§ Task directions: From the data below, return each line in which the string "golden" is found.

[Referring expression pointing data]

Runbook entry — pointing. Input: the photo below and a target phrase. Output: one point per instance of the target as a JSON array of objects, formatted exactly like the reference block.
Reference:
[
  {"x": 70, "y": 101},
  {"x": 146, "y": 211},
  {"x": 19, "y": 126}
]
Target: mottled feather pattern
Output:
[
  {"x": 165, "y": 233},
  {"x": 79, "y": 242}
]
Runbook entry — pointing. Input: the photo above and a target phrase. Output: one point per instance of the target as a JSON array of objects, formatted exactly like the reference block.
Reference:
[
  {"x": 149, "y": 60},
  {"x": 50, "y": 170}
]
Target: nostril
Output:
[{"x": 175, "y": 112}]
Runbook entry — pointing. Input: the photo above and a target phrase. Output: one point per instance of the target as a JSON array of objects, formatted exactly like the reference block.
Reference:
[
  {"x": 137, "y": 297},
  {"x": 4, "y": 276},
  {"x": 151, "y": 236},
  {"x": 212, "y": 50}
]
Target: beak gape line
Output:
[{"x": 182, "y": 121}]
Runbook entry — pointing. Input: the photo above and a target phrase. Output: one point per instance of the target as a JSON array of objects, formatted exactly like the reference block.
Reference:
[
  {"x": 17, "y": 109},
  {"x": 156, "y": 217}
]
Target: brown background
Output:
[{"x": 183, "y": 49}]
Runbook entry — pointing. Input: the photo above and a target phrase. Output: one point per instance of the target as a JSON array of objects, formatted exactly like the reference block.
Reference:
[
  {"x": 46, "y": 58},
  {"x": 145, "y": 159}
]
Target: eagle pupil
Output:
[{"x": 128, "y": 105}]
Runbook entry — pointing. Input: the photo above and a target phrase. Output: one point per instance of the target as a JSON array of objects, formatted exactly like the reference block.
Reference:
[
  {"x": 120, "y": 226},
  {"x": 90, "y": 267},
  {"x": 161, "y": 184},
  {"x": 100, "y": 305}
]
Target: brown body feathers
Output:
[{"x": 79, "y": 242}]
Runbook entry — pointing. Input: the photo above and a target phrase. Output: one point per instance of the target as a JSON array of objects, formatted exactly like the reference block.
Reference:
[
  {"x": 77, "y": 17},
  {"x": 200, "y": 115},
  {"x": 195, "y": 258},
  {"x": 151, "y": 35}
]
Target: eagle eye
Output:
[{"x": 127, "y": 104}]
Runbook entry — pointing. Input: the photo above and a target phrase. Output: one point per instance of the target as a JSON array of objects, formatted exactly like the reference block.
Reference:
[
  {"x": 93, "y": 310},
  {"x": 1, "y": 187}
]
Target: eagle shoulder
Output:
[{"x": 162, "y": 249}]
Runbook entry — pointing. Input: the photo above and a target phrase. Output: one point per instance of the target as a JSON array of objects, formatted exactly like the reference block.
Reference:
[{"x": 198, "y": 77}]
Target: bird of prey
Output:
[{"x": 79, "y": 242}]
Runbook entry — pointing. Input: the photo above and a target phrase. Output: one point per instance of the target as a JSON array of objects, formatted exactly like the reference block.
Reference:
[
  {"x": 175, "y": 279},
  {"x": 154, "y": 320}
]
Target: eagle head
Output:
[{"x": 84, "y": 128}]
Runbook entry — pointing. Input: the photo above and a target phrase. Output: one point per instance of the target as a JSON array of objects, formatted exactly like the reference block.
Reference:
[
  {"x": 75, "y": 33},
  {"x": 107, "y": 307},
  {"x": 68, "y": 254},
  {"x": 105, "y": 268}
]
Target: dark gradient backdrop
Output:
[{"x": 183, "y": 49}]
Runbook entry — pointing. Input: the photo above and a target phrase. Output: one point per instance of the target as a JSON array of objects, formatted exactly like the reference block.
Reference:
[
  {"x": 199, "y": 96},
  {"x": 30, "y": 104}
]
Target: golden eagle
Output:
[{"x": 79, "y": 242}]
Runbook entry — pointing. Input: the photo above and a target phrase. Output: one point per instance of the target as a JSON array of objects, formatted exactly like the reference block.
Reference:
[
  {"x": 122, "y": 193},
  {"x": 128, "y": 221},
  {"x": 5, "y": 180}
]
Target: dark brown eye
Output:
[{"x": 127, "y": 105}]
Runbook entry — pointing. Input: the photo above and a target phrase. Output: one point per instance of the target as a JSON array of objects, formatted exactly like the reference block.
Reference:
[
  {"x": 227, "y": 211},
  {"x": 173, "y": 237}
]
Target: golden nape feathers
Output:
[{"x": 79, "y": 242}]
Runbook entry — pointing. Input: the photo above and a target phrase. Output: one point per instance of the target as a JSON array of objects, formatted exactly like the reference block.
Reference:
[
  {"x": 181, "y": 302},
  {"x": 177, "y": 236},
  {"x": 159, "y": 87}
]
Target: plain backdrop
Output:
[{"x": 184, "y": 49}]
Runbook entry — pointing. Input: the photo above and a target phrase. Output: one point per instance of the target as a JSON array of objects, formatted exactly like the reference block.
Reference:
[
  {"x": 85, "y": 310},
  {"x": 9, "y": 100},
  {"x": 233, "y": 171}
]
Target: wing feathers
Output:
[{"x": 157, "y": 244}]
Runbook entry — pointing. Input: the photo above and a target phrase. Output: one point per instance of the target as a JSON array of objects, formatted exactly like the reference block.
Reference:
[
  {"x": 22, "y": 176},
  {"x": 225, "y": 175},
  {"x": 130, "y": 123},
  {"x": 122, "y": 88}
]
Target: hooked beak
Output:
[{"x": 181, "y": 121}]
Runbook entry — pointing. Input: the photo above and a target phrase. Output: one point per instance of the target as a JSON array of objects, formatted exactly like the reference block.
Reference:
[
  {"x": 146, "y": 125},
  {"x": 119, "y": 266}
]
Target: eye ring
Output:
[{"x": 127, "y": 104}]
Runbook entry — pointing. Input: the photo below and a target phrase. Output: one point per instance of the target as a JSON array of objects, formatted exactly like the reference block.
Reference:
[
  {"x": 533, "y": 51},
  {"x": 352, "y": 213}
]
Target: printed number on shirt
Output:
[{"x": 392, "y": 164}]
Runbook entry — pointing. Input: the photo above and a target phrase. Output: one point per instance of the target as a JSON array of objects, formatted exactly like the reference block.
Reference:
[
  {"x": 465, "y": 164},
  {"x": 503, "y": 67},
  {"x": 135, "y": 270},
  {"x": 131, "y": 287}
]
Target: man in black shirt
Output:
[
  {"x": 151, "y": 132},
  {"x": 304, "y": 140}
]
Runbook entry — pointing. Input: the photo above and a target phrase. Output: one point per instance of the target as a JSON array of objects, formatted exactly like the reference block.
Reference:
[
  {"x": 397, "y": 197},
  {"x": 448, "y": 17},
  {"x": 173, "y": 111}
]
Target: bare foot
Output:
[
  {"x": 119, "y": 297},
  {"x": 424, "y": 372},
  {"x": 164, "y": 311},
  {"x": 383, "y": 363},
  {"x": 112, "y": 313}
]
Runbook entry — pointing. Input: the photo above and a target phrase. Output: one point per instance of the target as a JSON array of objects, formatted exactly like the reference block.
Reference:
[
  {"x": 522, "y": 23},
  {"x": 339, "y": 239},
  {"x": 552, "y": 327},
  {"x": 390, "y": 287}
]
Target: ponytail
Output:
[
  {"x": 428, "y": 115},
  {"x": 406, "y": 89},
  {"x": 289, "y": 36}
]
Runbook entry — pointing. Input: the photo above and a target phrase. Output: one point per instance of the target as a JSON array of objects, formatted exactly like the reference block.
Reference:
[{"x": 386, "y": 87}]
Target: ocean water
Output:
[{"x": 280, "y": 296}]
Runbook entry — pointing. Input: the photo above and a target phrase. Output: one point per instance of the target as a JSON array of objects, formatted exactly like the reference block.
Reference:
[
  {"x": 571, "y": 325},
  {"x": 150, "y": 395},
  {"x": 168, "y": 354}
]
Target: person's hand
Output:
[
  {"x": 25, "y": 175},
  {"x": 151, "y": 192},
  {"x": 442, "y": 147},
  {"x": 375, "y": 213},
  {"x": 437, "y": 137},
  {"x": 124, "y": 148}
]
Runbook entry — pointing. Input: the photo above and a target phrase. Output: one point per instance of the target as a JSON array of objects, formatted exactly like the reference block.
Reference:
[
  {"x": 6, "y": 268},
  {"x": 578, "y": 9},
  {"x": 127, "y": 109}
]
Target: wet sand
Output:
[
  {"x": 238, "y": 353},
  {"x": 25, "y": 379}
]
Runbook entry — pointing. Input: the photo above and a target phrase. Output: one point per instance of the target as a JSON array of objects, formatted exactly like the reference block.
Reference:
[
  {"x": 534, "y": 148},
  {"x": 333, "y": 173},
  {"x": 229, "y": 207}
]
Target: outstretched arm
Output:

§ Your response:
Target: golden eagle
Target: golden nape feathers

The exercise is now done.